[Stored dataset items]
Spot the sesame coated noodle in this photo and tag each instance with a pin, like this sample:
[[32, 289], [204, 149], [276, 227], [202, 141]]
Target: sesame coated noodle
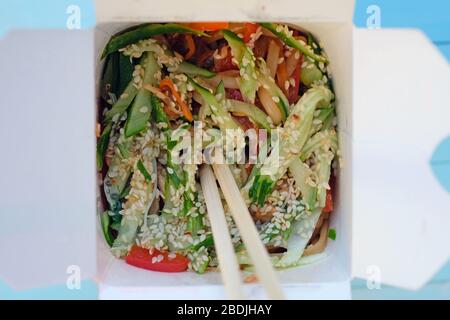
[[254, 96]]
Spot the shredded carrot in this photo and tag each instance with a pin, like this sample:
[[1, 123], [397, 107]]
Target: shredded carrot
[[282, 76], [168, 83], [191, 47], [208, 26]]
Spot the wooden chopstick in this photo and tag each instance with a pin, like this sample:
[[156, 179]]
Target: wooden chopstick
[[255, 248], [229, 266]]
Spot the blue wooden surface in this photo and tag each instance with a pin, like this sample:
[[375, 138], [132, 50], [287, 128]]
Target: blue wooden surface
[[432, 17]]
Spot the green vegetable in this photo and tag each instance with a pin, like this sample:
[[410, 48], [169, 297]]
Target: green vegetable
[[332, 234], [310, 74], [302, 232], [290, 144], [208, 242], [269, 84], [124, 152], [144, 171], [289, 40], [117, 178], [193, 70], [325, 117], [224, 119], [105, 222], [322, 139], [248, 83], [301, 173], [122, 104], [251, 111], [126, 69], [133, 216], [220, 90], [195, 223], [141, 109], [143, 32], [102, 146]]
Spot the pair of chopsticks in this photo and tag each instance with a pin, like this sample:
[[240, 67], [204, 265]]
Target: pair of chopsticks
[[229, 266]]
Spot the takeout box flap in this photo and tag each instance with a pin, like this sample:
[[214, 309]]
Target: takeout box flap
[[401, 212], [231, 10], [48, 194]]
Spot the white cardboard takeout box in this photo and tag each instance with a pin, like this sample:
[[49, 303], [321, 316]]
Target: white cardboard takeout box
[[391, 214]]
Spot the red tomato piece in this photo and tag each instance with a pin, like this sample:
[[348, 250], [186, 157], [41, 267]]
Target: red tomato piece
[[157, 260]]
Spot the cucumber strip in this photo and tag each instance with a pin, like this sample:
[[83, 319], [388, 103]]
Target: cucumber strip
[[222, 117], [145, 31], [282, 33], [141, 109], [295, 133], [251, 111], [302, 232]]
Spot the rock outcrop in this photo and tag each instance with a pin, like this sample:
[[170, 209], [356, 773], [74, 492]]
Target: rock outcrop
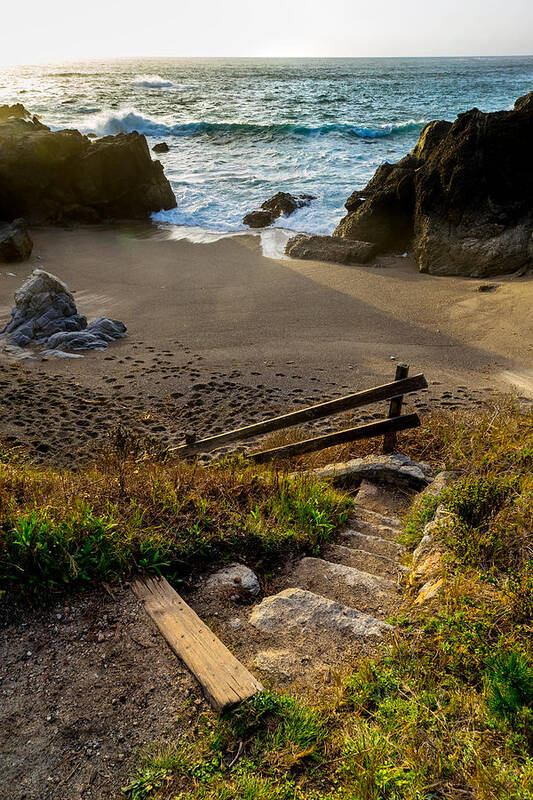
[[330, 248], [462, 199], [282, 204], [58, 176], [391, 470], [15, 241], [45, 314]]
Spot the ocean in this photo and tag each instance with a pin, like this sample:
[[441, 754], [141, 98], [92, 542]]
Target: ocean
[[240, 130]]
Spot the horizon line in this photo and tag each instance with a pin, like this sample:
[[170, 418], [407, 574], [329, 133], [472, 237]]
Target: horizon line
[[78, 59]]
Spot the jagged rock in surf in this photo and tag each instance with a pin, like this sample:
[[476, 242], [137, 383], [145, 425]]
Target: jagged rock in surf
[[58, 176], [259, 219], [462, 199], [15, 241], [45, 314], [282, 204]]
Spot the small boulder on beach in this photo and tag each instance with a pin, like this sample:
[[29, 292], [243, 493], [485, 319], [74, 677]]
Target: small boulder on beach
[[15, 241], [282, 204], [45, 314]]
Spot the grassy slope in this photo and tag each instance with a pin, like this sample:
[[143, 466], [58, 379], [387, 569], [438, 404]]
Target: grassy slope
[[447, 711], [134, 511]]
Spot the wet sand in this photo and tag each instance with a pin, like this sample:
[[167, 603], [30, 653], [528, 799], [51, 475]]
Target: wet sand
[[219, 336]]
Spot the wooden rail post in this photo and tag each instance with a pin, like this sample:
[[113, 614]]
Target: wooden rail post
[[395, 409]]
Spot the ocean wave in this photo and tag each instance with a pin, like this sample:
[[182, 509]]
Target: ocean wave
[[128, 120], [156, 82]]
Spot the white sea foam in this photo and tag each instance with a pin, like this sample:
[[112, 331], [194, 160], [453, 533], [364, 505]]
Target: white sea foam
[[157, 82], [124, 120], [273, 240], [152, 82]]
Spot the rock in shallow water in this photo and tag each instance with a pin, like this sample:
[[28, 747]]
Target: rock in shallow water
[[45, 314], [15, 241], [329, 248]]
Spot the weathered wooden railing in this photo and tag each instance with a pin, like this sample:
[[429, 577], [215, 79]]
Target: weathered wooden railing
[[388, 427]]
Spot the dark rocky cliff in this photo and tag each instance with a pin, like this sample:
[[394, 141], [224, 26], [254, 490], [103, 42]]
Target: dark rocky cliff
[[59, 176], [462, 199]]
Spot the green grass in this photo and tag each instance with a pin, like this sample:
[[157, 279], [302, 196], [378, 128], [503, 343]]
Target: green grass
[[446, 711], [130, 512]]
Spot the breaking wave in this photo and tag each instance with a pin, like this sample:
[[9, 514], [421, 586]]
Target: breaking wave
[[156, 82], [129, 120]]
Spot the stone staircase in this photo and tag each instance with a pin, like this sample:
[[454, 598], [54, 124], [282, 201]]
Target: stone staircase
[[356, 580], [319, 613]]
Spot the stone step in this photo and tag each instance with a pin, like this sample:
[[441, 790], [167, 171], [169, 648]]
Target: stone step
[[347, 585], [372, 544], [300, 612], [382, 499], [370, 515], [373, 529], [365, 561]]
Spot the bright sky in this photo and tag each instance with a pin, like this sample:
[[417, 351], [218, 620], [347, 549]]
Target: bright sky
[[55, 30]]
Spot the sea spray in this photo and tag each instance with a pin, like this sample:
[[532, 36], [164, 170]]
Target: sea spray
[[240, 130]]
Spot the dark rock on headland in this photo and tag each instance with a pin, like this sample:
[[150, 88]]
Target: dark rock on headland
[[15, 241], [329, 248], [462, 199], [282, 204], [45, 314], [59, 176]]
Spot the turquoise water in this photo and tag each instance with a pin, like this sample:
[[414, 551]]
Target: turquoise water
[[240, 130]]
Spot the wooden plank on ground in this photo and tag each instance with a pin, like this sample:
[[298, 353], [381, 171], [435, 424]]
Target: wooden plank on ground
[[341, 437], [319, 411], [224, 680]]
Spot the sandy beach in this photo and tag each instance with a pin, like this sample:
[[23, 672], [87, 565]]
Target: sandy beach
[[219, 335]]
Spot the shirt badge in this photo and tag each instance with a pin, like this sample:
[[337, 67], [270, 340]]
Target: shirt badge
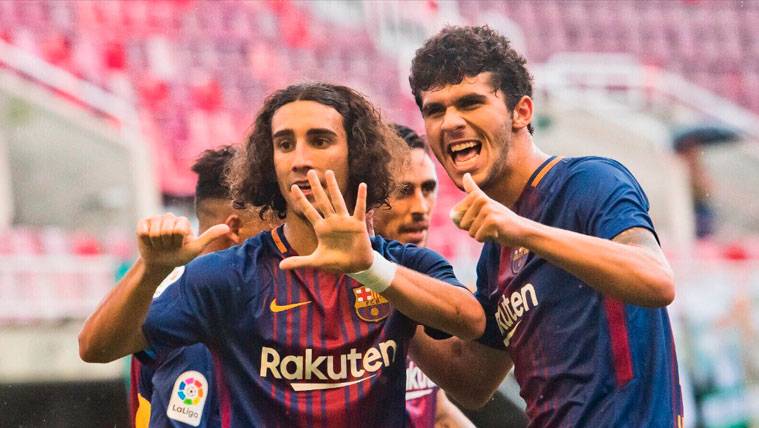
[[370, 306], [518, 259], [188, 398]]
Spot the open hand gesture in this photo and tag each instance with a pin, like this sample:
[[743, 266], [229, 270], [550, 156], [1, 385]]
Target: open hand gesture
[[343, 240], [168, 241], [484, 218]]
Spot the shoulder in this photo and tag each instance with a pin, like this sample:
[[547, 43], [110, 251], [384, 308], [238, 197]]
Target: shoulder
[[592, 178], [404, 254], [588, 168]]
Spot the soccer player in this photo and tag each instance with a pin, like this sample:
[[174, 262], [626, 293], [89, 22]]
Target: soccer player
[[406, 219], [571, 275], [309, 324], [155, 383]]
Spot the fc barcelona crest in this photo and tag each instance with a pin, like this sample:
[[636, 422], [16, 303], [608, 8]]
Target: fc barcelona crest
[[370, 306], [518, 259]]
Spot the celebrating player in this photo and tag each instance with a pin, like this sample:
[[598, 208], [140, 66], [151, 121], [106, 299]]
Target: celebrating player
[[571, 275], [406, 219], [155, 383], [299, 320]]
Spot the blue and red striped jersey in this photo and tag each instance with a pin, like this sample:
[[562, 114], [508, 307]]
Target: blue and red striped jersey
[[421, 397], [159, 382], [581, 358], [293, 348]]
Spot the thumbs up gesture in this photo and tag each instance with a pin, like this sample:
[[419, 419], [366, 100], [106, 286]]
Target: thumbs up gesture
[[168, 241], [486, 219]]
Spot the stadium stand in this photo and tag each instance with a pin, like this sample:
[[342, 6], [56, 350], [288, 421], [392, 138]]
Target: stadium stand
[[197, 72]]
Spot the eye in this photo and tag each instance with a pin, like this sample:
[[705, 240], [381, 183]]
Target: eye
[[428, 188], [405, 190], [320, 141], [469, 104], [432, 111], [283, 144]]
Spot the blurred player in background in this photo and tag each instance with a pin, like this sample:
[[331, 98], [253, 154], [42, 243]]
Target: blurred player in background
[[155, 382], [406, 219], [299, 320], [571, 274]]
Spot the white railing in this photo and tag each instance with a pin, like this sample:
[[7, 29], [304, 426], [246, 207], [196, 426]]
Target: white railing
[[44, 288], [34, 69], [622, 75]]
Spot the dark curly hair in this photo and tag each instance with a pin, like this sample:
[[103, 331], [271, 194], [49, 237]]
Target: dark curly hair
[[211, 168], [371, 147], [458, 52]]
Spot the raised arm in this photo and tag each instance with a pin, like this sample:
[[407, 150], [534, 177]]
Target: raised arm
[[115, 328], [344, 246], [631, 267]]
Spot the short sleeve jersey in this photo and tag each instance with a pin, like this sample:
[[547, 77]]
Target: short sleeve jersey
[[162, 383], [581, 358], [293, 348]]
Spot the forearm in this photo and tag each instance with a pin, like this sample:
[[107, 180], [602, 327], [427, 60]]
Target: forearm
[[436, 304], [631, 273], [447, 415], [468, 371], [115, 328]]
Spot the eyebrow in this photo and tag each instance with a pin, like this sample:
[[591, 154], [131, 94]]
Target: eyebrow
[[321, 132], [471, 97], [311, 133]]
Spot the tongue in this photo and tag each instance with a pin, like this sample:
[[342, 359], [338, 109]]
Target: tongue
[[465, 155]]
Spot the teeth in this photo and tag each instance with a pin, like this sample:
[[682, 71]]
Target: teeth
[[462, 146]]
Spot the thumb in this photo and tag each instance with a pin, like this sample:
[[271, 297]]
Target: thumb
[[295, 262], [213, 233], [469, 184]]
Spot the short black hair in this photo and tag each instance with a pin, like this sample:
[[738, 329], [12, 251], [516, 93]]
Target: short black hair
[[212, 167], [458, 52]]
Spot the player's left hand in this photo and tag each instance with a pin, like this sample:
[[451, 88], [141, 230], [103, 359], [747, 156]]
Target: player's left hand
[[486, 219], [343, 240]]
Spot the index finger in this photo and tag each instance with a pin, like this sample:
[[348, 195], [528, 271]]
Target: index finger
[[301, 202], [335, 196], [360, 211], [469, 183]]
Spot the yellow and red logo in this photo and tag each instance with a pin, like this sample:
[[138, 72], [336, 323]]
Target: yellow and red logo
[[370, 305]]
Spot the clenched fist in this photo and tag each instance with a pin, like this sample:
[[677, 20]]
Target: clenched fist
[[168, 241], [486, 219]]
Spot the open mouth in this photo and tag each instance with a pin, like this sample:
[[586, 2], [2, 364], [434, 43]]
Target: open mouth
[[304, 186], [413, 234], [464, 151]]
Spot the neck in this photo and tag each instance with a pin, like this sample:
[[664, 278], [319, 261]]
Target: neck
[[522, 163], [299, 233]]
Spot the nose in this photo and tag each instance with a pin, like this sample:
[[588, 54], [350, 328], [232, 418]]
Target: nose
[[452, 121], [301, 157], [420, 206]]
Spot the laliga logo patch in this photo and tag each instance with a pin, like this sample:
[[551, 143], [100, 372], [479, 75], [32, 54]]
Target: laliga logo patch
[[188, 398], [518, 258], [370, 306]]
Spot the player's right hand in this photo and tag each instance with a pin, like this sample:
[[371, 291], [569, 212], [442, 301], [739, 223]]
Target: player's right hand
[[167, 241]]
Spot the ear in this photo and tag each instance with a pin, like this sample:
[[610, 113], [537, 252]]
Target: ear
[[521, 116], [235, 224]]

■ Exercise prompt ■
Change "ocean wave" to "sea wave" in the rows starting at the line containing "Spot the wooden rail" and ending at the line containing "[[128, 120], [156, 82]]", and give those lines back with nothing else altered.

■ The result ■
Spot the wooden rail post in this photo and tag each instance with a pin, like this sample:
[[113, 614]]
Target: wooden rail post
[[395, 409]]
Spot the sea wave in this photo and tag each instance with a pin, like this sample:
[[182, 509]]
Target: sea wave
[[128, 120], [156, 82]]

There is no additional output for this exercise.